**Problem to work on:** Convert the entries that begin with the line containing "Thanks for the photo. Could you please mark the white headboard" and run through the end of the entries, both ends included, into a Markdown table with the columns No. and Text. Number each row and skip any blank lines.

[Stored entries from a collection]
···

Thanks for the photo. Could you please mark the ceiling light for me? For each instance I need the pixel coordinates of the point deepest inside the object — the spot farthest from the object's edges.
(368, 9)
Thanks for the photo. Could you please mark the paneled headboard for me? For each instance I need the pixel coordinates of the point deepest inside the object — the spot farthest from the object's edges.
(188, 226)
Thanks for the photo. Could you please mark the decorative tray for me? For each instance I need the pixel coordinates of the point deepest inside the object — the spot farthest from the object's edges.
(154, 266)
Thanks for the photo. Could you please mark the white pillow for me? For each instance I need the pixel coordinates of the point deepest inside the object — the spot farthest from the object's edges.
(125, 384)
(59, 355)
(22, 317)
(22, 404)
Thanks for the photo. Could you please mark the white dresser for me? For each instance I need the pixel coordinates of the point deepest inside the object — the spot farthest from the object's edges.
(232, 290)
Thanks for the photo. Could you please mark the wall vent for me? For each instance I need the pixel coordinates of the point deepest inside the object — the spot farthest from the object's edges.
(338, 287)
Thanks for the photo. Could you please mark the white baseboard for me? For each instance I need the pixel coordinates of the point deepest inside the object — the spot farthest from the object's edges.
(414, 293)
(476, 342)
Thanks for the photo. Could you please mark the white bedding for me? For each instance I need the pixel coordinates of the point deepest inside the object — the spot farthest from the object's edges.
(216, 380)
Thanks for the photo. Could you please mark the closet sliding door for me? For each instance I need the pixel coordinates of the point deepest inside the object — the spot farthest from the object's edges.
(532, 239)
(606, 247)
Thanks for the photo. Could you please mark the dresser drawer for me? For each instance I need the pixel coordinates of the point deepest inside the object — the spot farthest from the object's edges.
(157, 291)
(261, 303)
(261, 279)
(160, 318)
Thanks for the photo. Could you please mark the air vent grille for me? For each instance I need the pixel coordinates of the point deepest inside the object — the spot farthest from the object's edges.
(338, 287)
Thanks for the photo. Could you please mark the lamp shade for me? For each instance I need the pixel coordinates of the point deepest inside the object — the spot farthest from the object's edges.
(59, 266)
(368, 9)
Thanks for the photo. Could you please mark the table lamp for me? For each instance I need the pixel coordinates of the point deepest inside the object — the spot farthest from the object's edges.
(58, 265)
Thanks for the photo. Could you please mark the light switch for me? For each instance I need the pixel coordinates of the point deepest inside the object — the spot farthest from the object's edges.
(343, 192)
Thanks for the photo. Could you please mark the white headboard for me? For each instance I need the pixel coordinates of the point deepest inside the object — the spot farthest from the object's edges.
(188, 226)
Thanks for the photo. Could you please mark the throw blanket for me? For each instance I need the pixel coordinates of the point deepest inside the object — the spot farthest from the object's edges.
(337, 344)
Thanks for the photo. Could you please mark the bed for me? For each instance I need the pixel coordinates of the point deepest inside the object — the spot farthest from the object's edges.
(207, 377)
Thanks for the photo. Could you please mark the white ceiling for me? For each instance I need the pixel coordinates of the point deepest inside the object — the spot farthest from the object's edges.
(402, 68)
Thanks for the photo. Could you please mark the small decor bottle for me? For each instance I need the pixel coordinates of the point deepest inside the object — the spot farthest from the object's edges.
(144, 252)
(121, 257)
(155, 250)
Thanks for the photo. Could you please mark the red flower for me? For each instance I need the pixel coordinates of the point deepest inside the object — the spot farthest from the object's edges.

···

**Solved exercise:**
| No. | Text |
|---|---|
| 1 | Thanks for the photo. Could you please mark the white headboard for me? For each instance I need the pixel coordinates of the point deepest inside the object — the spot farthest from the object's edges. |
| 2 | (188, 226) |
| 3 | Thanks for the photo. Could you please mark the throw blanket for me? For each instance I need the pixel coordinates of the point deepest inside the object — the spot farthest from the object's edges. |
| 4 | (337, 344) |
| 5 | Thanks for the photo. Could you please mark the bed for me? For each instance I need the pixel coordinates of the point deepest inside the object — the spot farthest from the object's edges. |
| 6 | (207, 377) |
| 7 | Thanks for the photo. Could you please mark the white ceiling for me? For each instance I need the pixel coordinates of the point deepest inside the object — the spot farthest from the object's edges. |
| 8 | (402, 68) |
| 9 | Thanks for the photo. Could you please mark the small decor bottle for me? For each instance I need the pixel coordinates of the point deepest inside the object — the spot farthest from the object's edges. |
| 10 | (144, 252) |
| 11 | (121, 257) |
| 12 | (155, 250) |
| 13 | Thanks for the photo. Could you please mark the red flower for me? For each instance I need the pixel coordinates of the point deepest inside the object — the spot farthest from the object's edges. |